■ **EXERCISE GOAL**:
Look through the lines below, find those with the word "projected", and copy them.
DATA SHOWN Block Start
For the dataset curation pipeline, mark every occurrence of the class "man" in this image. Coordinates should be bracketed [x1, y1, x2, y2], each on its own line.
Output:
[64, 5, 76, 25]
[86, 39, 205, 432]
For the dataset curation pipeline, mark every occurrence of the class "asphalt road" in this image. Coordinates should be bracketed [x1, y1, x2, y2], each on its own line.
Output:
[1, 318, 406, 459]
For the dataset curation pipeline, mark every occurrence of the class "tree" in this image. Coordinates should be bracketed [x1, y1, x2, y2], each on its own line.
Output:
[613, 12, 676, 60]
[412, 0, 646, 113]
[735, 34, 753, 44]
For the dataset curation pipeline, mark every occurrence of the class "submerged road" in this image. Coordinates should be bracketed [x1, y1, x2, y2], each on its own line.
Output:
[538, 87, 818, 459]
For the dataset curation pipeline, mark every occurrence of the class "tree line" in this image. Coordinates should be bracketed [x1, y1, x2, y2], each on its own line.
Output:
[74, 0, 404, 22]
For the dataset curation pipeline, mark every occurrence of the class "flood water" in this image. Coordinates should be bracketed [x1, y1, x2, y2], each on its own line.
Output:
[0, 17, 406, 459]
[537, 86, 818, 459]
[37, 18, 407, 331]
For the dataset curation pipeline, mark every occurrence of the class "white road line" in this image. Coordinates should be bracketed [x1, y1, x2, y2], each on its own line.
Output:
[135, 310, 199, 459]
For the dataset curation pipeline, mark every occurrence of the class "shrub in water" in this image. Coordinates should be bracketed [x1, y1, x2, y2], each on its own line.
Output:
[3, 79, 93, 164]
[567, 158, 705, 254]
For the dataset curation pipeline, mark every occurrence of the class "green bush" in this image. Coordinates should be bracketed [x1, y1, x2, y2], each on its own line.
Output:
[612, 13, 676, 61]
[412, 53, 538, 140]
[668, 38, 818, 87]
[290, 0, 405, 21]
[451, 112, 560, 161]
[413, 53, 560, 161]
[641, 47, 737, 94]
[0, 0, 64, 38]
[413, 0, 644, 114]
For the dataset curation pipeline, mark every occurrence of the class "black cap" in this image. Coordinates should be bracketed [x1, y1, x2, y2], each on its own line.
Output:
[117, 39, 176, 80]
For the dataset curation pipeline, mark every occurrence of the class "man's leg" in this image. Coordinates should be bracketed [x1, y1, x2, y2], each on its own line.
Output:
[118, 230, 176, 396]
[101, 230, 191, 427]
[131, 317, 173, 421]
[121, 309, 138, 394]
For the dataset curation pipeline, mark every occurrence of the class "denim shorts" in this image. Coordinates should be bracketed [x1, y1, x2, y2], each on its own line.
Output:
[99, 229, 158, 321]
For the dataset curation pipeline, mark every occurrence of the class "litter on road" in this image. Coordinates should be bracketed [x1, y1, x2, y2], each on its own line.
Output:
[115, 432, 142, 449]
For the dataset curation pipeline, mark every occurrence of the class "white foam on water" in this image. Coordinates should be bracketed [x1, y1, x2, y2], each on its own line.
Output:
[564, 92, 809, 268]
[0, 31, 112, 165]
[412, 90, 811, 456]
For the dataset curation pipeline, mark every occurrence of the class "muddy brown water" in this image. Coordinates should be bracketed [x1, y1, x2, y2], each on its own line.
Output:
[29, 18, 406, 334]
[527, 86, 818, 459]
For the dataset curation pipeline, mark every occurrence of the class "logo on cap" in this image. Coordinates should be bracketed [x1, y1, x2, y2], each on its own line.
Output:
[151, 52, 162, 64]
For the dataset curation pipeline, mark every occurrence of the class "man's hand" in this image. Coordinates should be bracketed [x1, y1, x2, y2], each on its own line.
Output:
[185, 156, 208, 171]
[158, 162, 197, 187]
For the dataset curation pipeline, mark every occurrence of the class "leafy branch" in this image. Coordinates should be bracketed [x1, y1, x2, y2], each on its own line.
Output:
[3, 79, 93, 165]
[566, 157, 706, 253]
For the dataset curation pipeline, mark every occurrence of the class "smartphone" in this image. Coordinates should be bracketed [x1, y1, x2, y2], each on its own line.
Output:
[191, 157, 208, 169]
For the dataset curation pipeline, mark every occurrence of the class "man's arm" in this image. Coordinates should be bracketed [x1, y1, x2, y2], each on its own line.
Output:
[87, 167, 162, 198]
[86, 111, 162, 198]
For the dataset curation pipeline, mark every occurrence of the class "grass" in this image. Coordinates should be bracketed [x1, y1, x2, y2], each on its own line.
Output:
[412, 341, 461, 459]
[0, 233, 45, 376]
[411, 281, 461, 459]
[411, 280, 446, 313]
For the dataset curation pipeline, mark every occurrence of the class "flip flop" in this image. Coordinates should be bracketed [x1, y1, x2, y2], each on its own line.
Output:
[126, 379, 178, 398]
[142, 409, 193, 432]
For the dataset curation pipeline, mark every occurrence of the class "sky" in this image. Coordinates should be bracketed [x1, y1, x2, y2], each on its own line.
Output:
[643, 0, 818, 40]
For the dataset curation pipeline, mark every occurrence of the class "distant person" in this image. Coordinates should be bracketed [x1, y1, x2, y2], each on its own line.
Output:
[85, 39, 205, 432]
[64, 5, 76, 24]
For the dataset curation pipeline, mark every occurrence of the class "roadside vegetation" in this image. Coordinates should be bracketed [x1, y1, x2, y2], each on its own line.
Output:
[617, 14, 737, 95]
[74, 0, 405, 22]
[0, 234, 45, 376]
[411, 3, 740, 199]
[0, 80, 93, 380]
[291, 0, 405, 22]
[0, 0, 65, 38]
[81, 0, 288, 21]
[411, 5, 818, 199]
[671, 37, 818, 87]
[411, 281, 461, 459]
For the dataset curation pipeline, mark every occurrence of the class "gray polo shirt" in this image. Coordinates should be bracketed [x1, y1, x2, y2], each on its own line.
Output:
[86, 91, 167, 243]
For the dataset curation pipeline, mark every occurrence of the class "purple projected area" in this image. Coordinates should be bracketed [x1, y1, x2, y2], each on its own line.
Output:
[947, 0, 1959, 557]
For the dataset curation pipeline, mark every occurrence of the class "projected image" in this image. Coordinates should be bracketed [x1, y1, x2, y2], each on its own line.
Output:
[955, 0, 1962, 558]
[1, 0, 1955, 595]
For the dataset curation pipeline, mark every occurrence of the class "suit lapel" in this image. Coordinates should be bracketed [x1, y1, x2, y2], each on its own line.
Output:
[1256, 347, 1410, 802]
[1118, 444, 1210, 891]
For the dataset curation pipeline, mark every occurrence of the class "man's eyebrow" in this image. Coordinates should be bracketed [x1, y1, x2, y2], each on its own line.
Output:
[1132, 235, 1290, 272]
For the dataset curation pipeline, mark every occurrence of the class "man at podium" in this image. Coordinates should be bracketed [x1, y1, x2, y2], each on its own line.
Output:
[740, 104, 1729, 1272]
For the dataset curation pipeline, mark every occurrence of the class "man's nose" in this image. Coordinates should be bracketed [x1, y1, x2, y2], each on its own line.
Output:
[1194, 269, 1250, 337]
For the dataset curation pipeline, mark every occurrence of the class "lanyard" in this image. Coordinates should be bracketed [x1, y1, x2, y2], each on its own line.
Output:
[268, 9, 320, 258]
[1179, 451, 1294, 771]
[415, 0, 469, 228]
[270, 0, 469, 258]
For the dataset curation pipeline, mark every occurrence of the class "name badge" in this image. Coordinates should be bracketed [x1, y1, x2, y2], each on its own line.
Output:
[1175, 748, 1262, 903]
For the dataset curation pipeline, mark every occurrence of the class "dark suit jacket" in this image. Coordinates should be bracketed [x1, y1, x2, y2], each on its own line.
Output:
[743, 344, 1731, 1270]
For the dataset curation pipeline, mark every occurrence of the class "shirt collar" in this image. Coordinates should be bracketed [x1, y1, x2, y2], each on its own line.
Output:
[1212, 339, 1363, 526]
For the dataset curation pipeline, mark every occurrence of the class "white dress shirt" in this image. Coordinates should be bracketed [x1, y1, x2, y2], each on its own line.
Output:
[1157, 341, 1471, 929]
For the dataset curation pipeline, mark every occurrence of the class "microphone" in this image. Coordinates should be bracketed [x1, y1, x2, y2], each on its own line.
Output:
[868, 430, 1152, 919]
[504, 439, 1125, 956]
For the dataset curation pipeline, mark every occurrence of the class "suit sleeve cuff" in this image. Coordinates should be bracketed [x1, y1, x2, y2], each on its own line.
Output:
DATA SHOWN Block End
■ **TASK ANSWER**:
For the dataset curation pipeline, mark every occurrence of the class "purple projected area" in this image. Coordinates should be bracketed [x1, y1, x2, y2], each on its own line.
For the dataset curation pipeline, mark every occurrence of the class "projected image" in this image. Coordinates should be bracketed [x1, y1, x2, y2], each on its own line.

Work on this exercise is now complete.